▶ MATERIAL PROVIDED
* * * * * * * * *

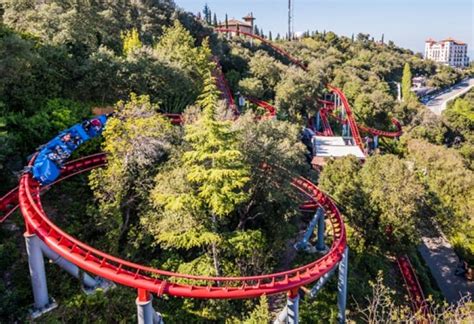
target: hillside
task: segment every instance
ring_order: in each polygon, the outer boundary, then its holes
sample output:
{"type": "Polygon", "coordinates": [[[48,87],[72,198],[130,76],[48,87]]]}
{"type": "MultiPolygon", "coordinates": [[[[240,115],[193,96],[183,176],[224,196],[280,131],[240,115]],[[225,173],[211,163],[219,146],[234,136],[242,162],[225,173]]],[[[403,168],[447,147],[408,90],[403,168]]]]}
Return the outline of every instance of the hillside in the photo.
{"type": "MultiPolygon", "coordinates": [[[[366,34],[275,40],[305,71],[262,42],[215,33],[173,1],[1,3],[0,193],[17,185],[38,146],[94,109],[115,111],[103,136],[72,155],[104,151],[107,165],[43,196],[51,219],[83,242],[190,275],[255,276],[303,266],[319,258],[293,248],[312,217],[298,211],[293,188],[292,179],[305,176],[344,215],[348,320],[371,322],[367,311],[380,311],[370,308],[377,298],[391,309],[378,322],[413,320],[394,263],[401,254],[412,260],[433,307],[442,303],[417,252],[420,235],[435,225],[474,266],[472,92],[437,117],[410,90],[410,75],[443,88],[472,68],[439,66],[366,34]],[[221,100],[216,61],[236,102],[237,94],[265,100],[276,107],[276,120],[249,100],[235,118],[221,100]],[[328,84],[342,89],[360,125],[393,130],[396,118],[403,136],[381,139],[363,164],[349,156],[311,169],[301,130],[320,111],[328,84]],[[163,113],[182,114],[182,125],[172,126],[163,113]]],[[[340,135],[337,120],[331,126],[340,135]]],[[[327,245],[335,239],[329,225],[327,245]]],[[[23,228],[19,212],[0,227],[5,322],[24,321],[33,300],[23,228]]],[[[88,296],[55,264],[46,270],[59,307],[39,321],[135,321],[135,290],[117,286],[88,296]]],[[[317,298],[301,299],[301,322],[336,321],[336,286],[333,278],[317,298]]],[[[165,294],[154,304],[170,323],[265,323],[285,301],[165,294]]],[[[440,306],[433,316],[468,318],[469,307],[440,306]]]]}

* * * * * * * * *

▶ TASK ITEM
When you write out the data, keep every line exact and drop the pictures.

▶ RESPONSE BOX
target: hillside
task: segment every instance
ring_order: in each polygon, the outer boundary, then its holes
sample output:
{"type": "Polygon", "coordinates": [[[48,87],[72,198],[130,76],[48,87]]]}
{"type": "MultiPolygon", "coordinates": [[[[240,115],[193,96],[183,176],[224,196],[280,131],[240,115]],[[225,173],[211,163],[219,146],[234,136],[242,162],[225,173]]],[[[403,168],[447,147],[408,90],[403,168]]]]}
Return the outline of every instance of the hillside in the photo.
{"type": "MultiPolygon", "coordinates": [[[[366,34],[275,40],[305,71],[262,42],[215,33],[173,1],[1,3],[0,193],[17,185],[38,146],[94,109],[115,111],[103,136],[72,155],[104,151],[107,165],[43,196],[51,219],[83,242],[190,275],[255,276],[303,266],[319,258],[293,248],[312,217],[298,211],[293,188],[292,179],[305,176],[344,215],[348,320],[371,322],[367,311],[380,311],[370,308],[377,298],[391,309],[378,322],[413,320],[394,263],[401,254],[412,260],[433,307],[442,303],[417,252],[420,235],[435,225],[474,266],[472,92],[437,117],[410,90],[410,75],[443,88],[472,68],[439,66],[366,34]],[[221,100],[216,61],[236,102],[237,94],[265,100],[276,107],[276,120],[249,100],[235,118],[221,100]],[[328,84],[342,89],[360,125],[393,130],[396,118],[403,136],[381,139],[363,164],[349,156],[311,169],[301,130],[320,111],[328,84]],[[163,113],[182,114],[182,125],[172,126],[163,113]]],[[[340,135],[337,120],[331,126],[340,135]]],[[[327,245],[335,239],[329,225],[327,245]]],[[[23,228],[19,212],[0,227],[5,322],[24,321],[33,300],[23,228]]],[[[88,296],[55,264],[46,270],[59,307],[39,321],[135,321],[135,290],[117,286],[88,296]]],[[[317,298],[301,299],[301,322],[336,321],[336,286],[333,278],[317,298]]],[[[165,294],[154,304],[170,323],[265,323],[285,301],[165,294]]],[[[440,306],[433,316],[468,318],[469,307],[440,306]]]]}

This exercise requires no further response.